(Stored records)
>>>>>
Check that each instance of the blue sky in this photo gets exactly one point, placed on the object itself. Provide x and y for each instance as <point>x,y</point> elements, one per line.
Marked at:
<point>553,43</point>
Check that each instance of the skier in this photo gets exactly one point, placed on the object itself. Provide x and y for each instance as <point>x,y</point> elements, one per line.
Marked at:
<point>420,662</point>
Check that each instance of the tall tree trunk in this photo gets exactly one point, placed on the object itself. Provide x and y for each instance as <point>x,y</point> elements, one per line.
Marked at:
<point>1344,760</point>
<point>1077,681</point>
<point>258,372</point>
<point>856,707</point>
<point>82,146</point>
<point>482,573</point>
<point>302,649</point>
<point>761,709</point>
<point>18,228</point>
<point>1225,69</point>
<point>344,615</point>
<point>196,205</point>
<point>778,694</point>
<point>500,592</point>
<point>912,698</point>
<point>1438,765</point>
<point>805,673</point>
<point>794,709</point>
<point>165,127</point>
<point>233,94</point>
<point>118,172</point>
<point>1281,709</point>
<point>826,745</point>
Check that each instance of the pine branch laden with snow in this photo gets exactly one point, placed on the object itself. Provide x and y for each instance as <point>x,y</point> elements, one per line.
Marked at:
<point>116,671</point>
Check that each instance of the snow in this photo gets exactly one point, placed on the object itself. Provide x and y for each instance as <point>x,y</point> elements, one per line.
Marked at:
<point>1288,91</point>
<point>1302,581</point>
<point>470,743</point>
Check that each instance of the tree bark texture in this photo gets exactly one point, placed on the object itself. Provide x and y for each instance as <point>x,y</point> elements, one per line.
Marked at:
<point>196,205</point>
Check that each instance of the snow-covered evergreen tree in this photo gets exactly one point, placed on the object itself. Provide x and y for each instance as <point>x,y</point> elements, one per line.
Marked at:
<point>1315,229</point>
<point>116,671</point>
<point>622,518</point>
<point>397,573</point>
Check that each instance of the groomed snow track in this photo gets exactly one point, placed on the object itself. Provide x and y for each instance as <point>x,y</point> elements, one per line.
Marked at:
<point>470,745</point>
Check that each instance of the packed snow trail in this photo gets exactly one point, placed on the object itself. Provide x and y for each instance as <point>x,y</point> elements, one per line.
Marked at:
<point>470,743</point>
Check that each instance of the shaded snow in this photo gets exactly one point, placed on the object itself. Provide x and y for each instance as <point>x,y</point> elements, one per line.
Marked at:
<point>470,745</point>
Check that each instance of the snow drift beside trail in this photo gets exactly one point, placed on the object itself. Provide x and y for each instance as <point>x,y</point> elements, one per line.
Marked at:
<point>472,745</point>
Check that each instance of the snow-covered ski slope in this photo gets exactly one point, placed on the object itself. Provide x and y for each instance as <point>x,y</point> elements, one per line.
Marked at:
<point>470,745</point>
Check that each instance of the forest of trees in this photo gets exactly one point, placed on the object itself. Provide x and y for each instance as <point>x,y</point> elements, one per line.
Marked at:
<<<<<
=== What needs to be done ===
Repeat every line of the records, requests included, from the line with "Check that each instance of the shaded" through the end of the records, and give only those lines. Rescale each x and y coordinate in the answer points by multiplying it by 0.8 and rounding to a whole number, with halves rounded up.

=== Task response ===
Check that each instance of the shaded snow in this photo gets exactly one point, placed on the object itself. Provide x and y for each instance as <point>x,y</point> elements, one per line.
Marked at:
<point>376,596</point>
Check that each instance of the snow drift beside trail in this photo gets exactly one point, placed on the object itself. Provide x and y for each instance as <point>x,y</point> elements, one per line.
Marked at:
<point>378,596</point>
Check that each instance of the snow-covered ski slope in this photo gets exactly one point, placed on the object itself. Provide x and y for each instance as <point>x,y</point> elements, one per line.
Marked at:
<point>376,596</point>
Check that each instance of the forest of trees in this photo gets exactly one point, placed on the object itself. Provide x and y for each instance as <point>x,y</point> elements, one per line.
Marked at:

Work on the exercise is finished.